Nothing in the records may be changed; reproduce all of them.

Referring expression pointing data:
++++++++++

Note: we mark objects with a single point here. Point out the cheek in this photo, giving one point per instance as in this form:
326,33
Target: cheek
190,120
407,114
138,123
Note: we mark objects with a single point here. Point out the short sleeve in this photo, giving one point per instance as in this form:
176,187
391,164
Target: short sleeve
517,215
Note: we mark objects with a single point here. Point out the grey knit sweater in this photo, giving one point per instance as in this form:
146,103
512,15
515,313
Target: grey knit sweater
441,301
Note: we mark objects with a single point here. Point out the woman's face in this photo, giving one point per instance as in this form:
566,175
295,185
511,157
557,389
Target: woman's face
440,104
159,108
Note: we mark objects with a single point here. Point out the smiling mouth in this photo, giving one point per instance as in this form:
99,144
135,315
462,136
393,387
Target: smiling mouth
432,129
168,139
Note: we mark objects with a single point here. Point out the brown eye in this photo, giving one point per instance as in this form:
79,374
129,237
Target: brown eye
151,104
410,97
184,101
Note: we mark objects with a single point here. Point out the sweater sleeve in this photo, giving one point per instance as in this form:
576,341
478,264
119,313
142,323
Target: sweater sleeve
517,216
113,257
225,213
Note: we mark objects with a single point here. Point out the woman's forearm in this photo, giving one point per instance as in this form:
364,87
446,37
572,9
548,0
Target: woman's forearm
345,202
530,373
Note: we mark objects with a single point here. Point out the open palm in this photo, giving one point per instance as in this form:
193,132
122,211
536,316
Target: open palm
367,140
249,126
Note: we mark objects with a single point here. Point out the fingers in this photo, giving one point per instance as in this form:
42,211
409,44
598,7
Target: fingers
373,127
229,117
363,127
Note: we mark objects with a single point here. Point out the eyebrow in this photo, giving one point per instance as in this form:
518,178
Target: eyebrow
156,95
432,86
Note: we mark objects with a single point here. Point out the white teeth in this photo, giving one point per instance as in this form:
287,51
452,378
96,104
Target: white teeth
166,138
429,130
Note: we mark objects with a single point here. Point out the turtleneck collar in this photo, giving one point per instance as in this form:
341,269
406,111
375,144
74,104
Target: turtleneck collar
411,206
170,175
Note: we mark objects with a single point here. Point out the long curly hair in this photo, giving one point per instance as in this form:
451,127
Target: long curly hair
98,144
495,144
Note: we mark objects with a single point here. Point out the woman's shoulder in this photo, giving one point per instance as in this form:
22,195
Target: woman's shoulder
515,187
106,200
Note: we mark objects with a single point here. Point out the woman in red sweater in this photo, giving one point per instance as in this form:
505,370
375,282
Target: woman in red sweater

++++++++++

■ **RESPONSE BELOW**
Note: we mark objects with a single point here. Point out the cheek in this photo, giving one point per instance as in this form:
326,33
Target: cheek
190,120
407,114
138,123
Note: we mark objects with a single point here. Point out the short sleeve in this photo, giving one point per instance as in this form:
176,187
391,164
Target: short sleeve
517,215
Note: we mark objects with a single point here. Point out the grey knit sweater in this photo, giving one point per instance as in this form:
146,103
512,15
515,313
Target: grey knit sweater
441,301
Note: we mark objects with a single point here. Point out the woman's face in this photo, giving one point per instance as in this form:
566,175
295,185
511,157
557,389
Target: woman's face
440,104
159,108
Note: we mark objects with a single point here. Point out the smiling mouth in this photo, giving one point per instance as in this form:
99,144
135,315
462,136
393,387
Target: smiling mouth
432,129
168,139
Note: we mark objects with a single point here. Point out the brown eye in this photo, giving one point per instance as in this form:
79,374
129,237
Target: brown eye
151,104
410,97
184,101
Note: we mark objects with a single point here. Point out the sweater sleeve in this photo, giving one point per instance as in this form:
576,341
478,264
119,313
142,323
Target: sweater sleeve
517,216
113,257
225,213
Note: we mark objects with a single point here. Point out the woman's forearm in this photo, giving one point per instance as in this form:
364,87
446,37
572,9
548,0
Target: woman's forearm
345,202
530,373
Note: we mark objects with a single point here. Point out the open palm in this photo, giving one point per instance as in this form:
193,132
122,211
536,316
Target: open palm
367,140
249,126
Note: we mark objects with a single point here. Point out the fingers in this photo, giving one point per instance as in this form:
42,211
409,44
598,7
Target: fingers
373,127
229,117
363,127
Note: we mark objects with a single point here. Point out the eyebrow in this photo, giving one point per instance as in this form:
518,178
Target: eyebrow
156,95
432,86
Note: we mark objects with a single point here. Point out the white teeth in this photo, giving one point per instance as in this form:
287,51
452,378
96,104
Target: white teeth
166,138
429,130
Note: we mark objects with a single point here. Point out the turtleneck collar in this photo, giving one point per instance as in this form:
341,269
406,111
375,144
74,104
Target: turtleneck collar
411,206
170,175
Note: we mark objects with a single point here. Point out the long curly hair in this photo, giving one point per instance as in this form:
451,127
Target: long curly hair
98,144
495,144
Note: we mark objects with a single point here. Point out the woman's shoulder in this photo, giving one point per instance as in this form:
22,195
Target: woman's shoulder
515,187
106,200
Note: we mark objects with a single point here. Point out the woman in red sweater in this photo, giving one point per instance as in this form:
505,370
375,282
Target: woman in red sweater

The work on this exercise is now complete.